(Saved entries)
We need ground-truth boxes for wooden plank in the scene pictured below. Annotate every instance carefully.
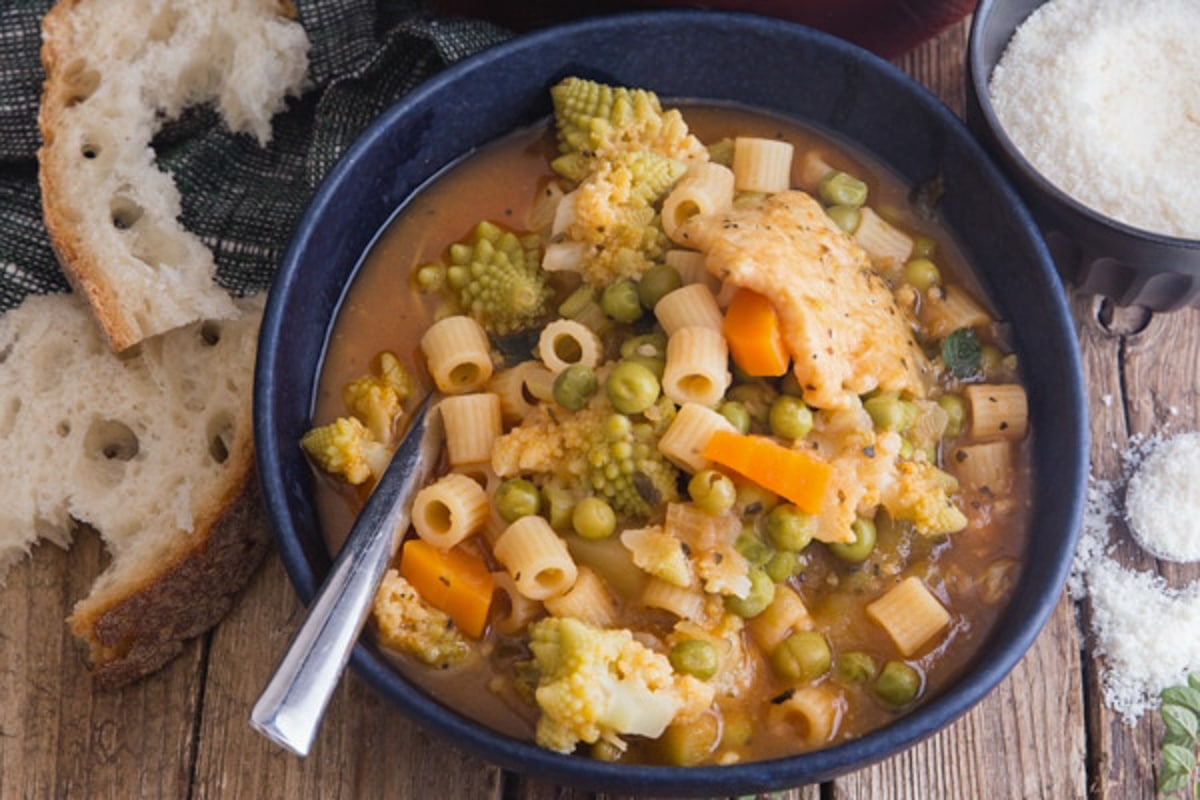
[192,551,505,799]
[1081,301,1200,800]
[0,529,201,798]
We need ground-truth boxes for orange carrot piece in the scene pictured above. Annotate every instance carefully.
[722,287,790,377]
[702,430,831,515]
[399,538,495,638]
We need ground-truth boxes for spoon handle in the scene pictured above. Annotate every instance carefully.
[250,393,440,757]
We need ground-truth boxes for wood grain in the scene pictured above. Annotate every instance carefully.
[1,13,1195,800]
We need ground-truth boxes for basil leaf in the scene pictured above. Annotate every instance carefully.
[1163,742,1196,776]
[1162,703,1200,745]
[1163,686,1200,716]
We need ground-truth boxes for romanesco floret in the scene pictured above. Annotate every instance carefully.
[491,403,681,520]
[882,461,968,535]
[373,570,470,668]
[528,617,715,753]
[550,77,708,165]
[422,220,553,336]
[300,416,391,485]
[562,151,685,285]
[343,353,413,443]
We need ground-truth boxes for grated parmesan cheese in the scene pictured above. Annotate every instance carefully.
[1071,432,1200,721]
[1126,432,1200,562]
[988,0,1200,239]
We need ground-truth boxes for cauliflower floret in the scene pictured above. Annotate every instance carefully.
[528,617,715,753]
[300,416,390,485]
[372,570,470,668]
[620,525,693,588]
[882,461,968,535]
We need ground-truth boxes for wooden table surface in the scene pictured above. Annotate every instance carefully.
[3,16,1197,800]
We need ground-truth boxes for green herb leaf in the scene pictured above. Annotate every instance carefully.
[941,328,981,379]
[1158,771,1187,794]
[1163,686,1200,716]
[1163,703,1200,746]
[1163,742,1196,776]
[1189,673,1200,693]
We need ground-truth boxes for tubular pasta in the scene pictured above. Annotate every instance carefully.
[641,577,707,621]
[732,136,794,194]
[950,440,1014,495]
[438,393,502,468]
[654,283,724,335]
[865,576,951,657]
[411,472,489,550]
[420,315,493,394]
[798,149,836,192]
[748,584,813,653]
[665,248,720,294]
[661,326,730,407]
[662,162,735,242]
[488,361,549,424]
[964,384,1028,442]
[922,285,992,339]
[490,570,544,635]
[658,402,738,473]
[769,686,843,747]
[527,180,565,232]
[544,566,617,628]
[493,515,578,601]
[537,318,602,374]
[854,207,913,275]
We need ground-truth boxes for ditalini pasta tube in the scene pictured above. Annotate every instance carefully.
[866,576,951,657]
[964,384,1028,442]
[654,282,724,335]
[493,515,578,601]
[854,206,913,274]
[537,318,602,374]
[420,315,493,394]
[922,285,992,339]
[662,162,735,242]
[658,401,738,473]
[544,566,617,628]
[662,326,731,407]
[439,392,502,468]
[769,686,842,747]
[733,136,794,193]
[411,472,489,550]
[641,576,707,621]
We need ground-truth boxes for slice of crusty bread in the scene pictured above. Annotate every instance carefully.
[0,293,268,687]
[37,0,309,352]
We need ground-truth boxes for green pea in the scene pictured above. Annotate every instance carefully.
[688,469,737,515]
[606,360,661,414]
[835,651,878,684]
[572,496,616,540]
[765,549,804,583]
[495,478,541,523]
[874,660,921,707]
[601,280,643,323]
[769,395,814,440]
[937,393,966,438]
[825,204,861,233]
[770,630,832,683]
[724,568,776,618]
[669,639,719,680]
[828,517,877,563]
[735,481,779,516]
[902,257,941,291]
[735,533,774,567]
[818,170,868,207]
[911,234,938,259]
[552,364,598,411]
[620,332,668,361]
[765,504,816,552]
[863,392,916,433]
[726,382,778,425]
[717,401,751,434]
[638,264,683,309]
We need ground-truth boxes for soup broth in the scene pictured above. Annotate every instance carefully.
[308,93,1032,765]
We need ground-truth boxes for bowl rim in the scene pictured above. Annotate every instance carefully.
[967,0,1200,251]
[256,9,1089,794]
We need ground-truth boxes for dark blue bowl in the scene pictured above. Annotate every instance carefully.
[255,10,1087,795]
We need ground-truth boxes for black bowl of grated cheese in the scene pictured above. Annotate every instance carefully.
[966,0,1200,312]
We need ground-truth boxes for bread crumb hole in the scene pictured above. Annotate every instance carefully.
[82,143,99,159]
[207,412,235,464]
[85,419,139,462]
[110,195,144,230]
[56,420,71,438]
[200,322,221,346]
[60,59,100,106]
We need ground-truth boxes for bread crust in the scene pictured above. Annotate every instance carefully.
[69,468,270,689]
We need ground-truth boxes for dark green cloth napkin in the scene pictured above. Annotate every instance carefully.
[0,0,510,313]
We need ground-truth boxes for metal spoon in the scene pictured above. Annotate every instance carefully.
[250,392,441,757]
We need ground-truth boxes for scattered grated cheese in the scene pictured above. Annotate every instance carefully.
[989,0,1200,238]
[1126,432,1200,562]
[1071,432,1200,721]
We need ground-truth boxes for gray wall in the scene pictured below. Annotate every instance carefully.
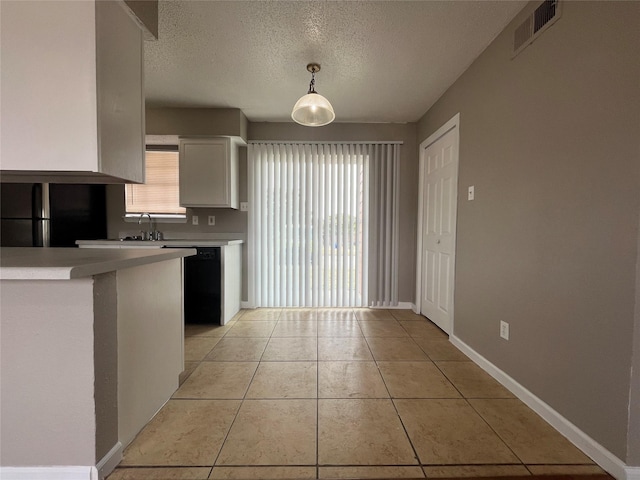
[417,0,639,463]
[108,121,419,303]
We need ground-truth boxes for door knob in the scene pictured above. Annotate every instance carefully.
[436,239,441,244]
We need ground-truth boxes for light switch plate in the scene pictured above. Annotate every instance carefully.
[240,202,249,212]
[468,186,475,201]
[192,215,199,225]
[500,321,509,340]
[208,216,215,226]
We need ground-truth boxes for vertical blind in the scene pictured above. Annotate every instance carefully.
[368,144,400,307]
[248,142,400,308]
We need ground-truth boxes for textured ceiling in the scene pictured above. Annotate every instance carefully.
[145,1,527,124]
==
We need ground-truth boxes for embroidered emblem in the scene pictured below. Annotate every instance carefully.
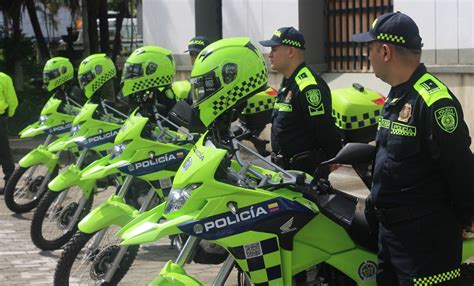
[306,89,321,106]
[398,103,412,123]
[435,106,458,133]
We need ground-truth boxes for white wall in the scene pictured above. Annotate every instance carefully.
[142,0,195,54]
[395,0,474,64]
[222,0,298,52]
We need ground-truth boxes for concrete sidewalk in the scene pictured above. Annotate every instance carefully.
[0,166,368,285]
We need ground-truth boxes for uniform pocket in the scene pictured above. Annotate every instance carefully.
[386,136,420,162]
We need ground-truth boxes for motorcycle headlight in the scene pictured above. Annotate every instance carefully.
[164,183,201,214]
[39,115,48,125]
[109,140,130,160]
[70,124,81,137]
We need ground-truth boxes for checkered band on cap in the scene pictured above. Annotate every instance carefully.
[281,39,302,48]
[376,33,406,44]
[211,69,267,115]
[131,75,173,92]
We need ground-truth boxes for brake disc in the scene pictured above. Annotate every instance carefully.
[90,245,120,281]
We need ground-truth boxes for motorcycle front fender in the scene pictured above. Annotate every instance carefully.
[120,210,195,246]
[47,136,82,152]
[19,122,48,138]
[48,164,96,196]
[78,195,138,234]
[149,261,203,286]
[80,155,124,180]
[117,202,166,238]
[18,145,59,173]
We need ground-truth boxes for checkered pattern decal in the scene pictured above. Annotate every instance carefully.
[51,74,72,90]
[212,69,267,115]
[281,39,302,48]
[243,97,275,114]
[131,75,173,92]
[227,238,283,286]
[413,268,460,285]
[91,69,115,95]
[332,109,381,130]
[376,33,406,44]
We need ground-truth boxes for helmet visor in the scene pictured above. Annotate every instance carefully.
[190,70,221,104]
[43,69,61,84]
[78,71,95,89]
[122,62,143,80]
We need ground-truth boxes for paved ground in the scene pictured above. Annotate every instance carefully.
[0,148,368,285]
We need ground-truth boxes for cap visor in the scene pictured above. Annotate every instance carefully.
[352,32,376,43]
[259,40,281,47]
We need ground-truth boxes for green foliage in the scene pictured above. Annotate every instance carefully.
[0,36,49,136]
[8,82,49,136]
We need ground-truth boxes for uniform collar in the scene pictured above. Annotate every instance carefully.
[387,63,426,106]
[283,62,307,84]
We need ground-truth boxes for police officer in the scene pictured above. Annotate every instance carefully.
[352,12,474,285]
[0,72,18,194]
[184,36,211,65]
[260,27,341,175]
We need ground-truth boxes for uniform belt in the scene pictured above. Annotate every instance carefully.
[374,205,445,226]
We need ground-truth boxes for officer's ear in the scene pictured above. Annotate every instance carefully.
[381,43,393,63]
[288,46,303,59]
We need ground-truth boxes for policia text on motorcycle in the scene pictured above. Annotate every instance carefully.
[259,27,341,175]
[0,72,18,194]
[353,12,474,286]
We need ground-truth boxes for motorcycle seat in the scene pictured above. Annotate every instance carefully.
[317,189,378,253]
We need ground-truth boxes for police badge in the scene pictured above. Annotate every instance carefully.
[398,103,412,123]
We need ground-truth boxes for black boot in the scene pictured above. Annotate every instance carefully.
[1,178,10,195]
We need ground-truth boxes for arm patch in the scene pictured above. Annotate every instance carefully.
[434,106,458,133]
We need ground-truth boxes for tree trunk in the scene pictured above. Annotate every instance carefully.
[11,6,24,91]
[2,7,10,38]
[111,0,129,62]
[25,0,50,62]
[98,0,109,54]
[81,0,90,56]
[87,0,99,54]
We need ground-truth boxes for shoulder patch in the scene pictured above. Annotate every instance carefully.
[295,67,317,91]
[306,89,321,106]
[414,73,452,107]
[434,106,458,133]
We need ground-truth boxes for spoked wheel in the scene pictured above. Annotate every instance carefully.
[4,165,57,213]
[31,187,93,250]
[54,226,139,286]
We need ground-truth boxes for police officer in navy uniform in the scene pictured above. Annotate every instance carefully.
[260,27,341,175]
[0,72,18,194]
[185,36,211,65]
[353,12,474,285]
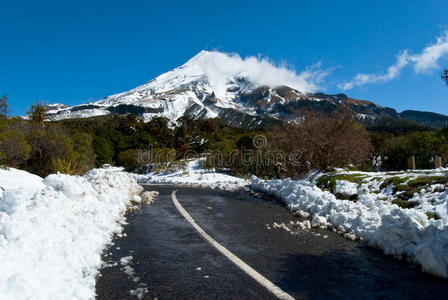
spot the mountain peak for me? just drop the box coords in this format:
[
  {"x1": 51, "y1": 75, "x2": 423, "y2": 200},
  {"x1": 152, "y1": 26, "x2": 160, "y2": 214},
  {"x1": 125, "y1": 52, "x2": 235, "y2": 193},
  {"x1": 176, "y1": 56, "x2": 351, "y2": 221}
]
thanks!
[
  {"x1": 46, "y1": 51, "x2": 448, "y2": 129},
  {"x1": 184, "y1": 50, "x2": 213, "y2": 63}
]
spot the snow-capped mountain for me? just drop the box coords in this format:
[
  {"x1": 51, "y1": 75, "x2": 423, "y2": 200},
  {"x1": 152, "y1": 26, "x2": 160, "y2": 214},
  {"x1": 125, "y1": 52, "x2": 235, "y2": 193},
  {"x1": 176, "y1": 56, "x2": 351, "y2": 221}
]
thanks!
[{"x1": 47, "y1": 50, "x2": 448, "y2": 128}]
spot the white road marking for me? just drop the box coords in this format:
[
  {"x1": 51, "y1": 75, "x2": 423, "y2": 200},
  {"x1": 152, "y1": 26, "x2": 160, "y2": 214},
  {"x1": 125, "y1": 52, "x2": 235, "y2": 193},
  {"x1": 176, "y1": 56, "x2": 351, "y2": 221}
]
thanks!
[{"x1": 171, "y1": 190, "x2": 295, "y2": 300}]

§ **Your task**:
Check the lines above and copy each one that includes "coords".

§ **Reply**:
spot the mountain peak for me? just drop the box coords in this format:
spot the snow-capped mountain for me? just drop the box coords in this format:
spot the white road marking for me? just drop the box coords in this format:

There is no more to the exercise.